SELECTED PASSAGE:
De Gucht - Sharma - Photo EC

(BRUSSELS) - Long-running talks on an EU Free Trade Agreement with India gained fresh momentum in a meeting Monday with Indian Commerce Minister Anand Sharma, the European Commission said.

EU Trade Commissioner De Gucht and Sharma "had a positive meeting which has provided a renewed momentum to bring the negotiations forward.

"We look forward to renewed progress in the coming months", said John Clancy, spokesman for the commissioner.

Indian officials were not immediately available for comment.

EU officials said earlier that the purpose of Monday's talks was not so much to resolve specific trade issues but to get a political level accord to give them a fresh push.

The European Union and India began FTA talks in 2007, just before the global financial crisis crippled the economy, with Brussels keen for a deal then with one of the fastest growing economies in the world.

The EU is negotiating a series of FTAs -- it began talks in Brussels with Japan on Monday -- in the hope trade can provide the growth and jobs needed to get Europe's economy out of the doldrums.

In a late March update, the European Commission said of the talks with India that "substantive progress" had been made and that the "contours of a deal (were) emerging.

PROVIDED INFORMATION:
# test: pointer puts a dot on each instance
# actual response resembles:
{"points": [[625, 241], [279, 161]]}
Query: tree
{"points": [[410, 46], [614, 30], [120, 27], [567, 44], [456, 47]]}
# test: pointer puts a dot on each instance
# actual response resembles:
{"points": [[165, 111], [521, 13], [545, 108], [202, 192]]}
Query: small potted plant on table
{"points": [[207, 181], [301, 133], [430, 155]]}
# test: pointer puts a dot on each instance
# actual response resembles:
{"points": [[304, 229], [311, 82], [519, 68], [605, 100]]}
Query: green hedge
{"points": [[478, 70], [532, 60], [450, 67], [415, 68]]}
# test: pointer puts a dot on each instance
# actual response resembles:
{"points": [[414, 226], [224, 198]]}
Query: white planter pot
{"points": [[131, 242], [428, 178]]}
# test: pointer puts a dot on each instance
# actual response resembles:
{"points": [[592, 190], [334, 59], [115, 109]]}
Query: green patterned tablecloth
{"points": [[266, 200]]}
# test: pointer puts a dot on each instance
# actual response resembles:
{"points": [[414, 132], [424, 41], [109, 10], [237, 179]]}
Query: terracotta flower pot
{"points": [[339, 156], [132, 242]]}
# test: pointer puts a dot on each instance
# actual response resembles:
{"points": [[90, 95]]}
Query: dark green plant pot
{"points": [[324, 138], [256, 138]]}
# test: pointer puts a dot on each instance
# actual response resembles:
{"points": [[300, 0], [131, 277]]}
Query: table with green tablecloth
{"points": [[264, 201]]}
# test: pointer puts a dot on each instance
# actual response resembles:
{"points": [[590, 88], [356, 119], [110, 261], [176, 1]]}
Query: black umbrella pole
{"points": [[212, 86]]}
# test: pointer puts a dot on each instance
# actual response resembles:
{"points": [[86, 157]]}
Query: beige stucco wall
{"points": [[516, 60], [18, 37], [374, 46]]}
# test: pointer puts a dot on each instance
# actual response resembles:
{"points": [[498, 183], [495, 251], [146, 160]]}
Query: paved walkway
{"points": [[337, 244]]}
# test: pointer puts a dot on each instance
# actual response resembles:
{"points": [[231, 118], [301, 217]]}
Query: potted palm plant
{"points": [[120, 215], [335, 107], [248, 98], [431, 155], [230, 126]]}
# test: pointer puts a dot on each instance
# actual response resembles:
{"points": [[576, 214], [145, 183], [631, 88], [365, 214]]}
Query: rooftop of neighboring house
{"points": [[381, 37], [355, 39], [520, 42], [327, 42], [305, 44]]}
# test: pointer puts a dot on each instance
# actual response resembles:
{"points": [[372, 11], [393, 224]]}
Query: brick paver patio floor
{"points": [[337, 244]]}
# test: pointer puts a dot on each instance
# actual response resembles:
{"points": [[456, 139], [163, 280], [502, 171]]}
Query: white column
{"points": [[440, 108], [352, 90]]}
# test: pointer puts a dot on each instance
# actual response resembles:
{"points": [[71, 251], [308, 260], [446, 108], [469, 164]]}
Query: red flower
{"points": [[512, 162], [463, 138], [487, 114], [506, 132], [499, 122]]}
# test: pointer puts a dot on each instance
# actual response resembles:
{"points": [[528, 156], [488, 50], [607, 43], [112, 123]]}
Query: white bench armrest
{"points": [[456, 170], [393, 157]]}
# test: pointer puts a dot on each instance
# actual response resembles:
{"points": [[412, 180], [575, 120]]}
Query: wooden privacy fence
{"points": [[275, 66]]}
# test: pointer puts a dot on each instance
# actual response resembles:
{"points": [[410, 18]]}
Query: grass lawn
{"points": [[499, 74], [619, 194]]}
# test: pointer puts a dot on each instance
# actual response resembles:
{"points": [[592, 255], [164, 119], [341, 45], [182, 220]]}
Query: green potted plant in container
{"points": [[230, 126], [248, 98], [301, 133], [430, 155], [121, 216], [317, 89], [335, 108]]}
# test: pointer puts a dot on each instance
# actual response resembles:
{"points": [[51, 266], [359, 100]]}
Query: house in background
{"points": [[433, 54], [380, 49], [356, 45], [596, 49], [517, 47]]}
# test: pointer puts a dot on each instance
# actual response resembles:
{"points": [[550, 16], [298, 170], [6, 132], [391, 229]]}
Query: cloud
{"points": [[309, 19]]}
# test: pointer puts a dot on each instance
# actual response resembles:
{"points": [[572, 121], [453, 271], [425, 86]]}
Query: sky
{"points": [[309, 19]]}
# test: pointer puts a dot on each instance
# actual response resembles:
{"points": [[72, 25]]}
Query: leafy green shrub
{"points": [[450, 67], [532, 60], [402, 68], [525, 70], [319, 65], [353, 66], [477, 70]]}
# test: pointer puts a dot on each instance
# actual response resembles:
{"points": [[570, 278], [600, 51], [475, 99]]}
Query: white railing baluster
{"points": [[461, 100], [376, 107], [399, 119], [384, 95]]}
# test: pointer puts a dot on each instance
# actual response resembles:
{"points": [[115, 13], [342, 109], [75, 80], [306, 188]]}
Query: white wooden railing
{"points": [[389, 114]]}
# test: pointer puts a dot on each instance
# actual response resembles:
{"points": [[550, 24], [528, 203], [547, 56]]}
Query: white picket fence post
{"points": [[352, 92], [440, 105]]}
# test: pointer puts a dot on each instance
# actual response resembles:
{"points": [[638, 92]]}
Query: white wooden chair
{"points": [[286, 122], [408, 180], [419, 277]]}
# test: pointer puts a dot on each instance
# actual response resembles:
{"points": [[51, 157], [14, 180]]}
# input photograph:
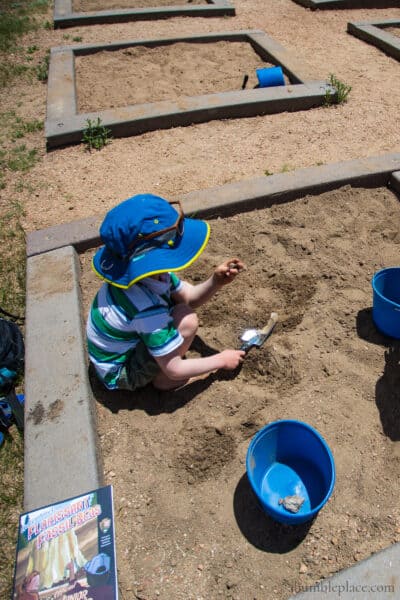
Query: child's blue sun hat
{"points": [[144, 236]]}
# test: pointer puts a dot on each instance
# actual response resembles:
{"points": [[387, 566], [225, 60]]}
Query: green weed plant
{"points": [[96, 135], [342, 90]]}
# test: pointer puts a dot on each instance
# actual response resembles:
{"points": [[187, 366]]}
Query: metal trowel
{"points": [[256, 337]]}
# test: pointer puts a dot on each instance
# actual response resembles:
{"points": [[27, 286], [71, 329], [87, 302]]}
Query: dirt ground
{"points": [[70, 183], [215, 67], [188, 526]]}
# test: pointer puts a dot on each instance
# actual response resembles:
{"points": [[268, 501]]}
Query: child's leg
{"points": [[187, 323]]}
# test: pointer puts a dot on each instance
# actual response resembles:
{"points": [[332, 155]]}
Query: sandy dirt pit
{"points": [[70, 183], [188, 526], [95, 5], [141, 74]]}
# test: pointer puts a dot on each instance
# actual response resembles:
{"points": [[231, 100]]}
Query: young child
{"points": [[142, 321]]}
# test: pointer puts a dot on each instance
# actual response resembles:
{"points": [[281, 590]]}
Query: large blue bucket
{"points": [[386, 301], [290, 458], [270, 76]]}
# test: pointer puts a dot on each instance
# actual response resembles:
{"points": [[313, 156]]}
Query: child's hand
{"points": [[232, 358], [227, 272]]}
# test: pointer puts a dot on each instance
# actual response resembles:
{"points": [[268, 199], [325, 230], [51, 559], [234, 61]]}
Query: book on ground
{"points": [[66, 550]]}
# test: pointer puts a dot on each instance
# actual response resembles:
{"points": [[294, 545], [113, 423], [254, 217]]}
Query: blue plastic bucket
{"points": [[290, 458], [270, 76], [386, 301]]}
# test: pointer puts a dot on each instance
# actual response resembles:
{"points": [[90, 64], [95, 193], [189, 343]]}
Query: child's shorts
{"points": [[139, 370]]}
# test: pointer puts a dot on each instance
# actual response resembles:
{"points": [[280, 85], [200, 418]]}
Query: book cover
{"points": [[66, 550]]}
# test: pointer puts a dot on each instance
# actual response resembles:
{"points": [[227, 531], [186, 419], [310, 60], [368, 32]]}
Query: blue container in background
{"points": [[386, 301], [290, 458], [270, 76]]}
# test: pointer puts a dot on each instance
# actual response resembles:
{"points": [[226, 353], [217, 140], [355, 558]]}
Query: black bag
{"points": [[12, 355]]}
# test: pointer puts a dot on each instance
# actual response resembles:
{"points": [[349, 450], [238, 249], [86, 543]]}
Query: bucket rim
{"points": [[379, 274], [295, 517]]}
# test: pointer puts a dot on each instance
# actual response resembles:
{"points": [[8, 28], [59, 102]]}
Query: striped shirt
{"points": [[119, 319]]}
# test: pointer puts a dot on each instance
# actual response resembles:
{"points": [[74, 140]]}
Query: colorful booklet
{"points": [[66, 551]]}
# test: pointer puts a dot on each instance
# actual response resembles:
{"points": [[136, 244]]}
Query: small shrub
{"points": [[96, 136], [341, 94]]}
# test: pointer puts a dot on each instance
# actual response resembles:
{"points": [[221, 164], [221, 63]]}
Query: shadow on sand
{"points": [[387, 388], [153, 401]]}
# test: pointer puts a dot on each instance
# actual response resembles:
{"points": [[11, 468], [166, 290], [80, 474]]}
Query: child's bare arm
{"points": [[177, 368], [196, 295]]}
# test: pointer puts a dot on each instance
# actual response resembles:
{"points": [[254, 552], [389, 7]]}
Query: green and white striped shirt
{"points": [[119, 319]]}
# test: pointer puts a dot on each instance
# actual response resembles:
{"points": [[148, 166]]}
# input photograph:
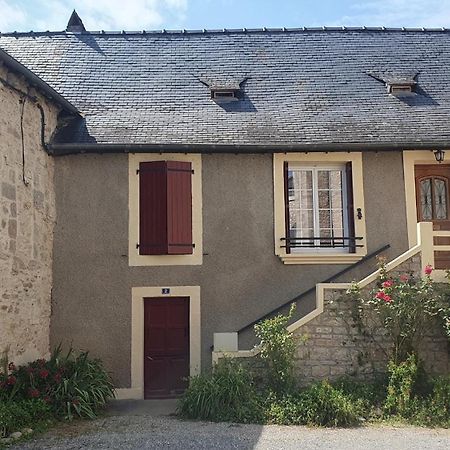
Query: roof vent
{"points": [[75, 24], [225, 93], [400, 86]]}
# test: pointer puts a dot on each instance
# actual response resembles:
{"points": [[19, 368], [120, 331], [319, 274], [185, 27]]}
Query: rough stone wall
{"points": [[334, 346], [27, 215]]}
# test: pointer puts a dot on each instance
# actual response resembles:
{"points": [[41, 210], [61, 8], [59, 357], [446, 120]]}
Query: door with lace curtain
{"points": [[432, 201]]}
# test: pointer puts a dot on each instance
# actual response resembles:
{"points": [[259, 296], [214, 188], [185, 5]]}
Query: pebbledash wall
{"points": [[27, 216], [240, 277]]}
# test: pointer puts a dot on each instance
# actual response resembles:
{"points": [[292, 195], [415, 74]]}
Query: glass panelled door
{"points": [[432, 201]]}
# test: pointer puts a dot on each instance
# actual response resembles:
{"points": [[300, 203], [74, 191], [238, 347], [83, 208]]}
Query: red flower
{"points": [[383, 296], [43, 373], [34, 393]]}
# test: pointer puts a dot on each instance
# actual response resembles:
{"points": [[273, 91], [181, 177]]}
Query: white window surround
{"points": [[134, 258], [326, 160], [315, 168]]}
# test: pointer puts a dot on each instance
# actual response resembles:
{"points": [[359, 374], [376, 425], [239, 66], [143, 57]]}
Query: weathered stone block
{"points": [[8, 191]]}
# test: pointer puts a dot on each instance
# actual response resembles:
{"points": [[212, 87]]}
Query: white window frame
{"points": [[315, 167], [325, 255]]}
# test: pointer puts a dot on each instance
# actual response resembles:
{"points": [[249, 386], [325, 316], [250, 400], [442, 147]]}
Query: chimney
{"points": [[75, 24]]}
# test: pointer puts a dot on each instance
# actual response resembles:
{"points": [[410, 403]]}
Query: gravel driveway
{"points": [[148, 432]]}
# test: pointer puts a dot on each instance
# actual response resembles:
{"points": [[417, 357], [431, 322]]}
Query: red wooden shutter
{"points": [[350, 207], [286, 206], [179, 208], [153, 208], [165, 208]]}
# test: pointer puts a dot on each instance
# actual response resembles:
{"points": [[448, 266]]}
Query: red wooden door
{"points": [[432, 201], [166, 346]]}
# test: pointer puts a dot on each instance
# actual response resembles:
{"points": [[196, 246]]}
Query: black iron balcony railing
{"points": [[322, 242]]}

ACTIVITY 1:
According to the article on the EU–India trade talks, in what year did the European Union and India begin negotiating a free trade agreement?
ACTIVITY 2:
Continue the article on the EU–India trade talks, beginning after its final sentence.

TASK RESULT 1:
2007

TASK RESULT 2:
"Now both sides need to go the extra mile to put the package together," it said.

Stumbling blocks include foreign access to India's automobile, alcoholic beverages and insurance markets, while New Delhi is also fiercely protective of its giant pharmaceuticals industry.

Some Indian companies have grown into major players by making "generic" versions of key drug treatments first developed abroad and which are no longer under patent. It is praised by medical aid groups for providing cheaper drugs for people who are HIV positive.

Earlier this month, India's Supreme Court rejected a seven-year bid by Swiss drug giant Novartis to gain patent protection for a leukaemia treatment in a ruling activists said would ensure the country remains "the pharmacy of the world."

India is meanwhile pressing for access to the vast EU services sector given the development of its own very large computing services industry.